### Extract
+ + + + +
Since I specialise in essay-based subjects, the marking of each piece is often extremely time-consuming and it can really drain my brain. There’s nothing more soul-destroying than finishing my day teaching, only to glance at my pile of marking and realise that I still have hours to go. This can’t continue. Heavy teacher workload is bad for morale and my marking has in the past been put off for just long enough that when students finally receive the feedback, the work has been forgotten.

Remember I mentioned about the importance of feedback being timely when I wrote about it a few weeks ago? If you missed it, then just click here.

So, after many months of trying out different ways to reduce my workload, without reducing the quality of my teaching,  I’ve settled on a simple solution that works well for me but most importantly, my students.

I’ve managed to reduce marking time by several hours per week!

This post is a simple guide to marking. It won’t increase workload, is easy to implement and the students benefit from it more than so-called ‘traditional’ methods of marking. It can be used instead of comment-based marking, or as a complimentary method (which is how I use it).
+ + + + +
### Listed records
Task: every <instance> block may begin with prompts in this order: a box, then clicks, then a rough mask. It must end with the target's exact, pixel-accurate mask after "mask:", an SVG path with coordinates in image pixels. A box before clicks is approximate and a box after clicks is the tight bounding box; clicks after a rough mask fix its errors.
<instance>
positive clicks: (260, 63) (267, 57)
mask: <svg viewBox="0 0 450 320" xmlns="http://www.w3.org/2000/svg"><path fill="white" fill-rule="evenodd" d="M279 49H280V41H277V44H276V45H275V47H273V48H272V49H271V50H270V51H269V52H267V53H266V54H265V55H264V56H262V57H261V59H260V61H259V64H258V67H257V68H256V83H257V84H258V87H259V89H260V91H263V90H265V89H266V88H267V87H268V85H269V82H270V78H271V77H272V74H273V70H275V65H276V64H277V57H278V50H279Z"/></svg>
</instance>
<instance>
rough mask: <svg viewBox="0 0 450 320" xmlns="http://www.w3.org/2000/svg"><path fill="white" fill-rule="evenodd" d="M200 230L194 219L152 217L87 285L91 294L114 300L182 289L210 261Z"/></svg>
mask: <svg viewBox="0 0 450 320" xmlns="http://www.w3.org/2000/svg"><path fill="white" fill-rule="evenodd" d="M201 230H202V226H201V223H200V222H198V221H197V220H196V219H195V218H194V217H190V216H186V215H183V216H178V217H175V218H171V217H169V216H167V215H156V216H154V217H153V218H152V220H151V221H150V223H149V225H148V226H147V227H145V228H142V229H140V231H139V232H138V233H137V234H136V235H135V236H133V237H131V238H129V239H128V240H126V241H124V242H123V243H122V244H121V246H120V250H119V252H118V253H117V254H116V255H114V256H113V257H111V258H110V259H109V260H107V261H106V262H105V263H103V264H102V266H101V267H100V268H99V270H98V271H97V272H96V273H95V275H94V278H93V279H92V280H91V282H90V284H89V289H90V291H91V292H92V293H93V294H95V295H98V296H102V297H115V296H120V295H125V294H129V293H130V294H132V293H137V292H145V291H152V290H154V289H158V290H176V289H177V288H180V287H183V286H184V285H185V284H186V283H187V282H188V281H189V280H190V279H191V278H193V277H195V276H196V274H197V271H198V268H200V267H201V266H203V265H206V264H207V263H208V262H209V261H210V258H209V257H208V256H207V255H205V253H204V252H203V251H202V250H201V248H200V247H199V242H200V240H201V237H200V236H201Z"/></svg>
+ + + + +
### Explore the material
- 1) Set out the stretch of the listing from the line containing "</instance>" through the line containing "rough mask: <svg" as a Markdown table with the columns Row and Line, skipping any blank lines.
- 2) Pick up the post on cutting teachers' marking time and carry it on past its final sentence.

### Answers to the exercises
- 1)
| Row | Line |
|---|---|
| 1 | </instance> |
| 2 | <instance> |
| 3 | rough mask: <svg viewBox="0 0 450 320" xmlns="http://www.w3.org/2000/svg"><path fill="white" fill-rule="evenodd" d="M200 230L194 219L152 217L87 285L91 294L114 300L182 289L210 261Z"/></svg> |

- 2)
I use this method as a complementary method to comment-based marking as there is still a place for that. However, students sometimes need very specific advice. When that is the case, this method may not always be the best fit. I’ll leave that to your professional judgement – you know your students best!

So, what is my magical method? Using a MARKING CODE to reduce marking time.

What is a marking code?

I often end up writing the same or very similar comments over and over again. By using a code to represent the most common comments, I’ve saved myself a lot of time. The codes that I use are pretty generic, but you can tailor them to specific marking criteria. Sometimes, this enables students to make more progress. Again, I’ll leave that up to you!

The marking code is simple. All you do is write an abbreviation of a comment instead of writing the whole comment each time. For example, instead of writing “evaluate the strengths of this argument” you could just write “ev st”. So long as the student understands what your abbreviation means, they will be able to act on it and improve their performance.

To help my students understand the codes I’ve written on their work, I have created a code sheet which they can stick into their books and folders, to refer to when responding to feedback. This sheet contains the most common codes I use. When I’ve used codes that aren’t on the sheet, as they are very specific to the task completed, I plan a “responding to feedback” activity in lesson time, where I explain the new codes and give students the opportunity to respond to the feedback there and then.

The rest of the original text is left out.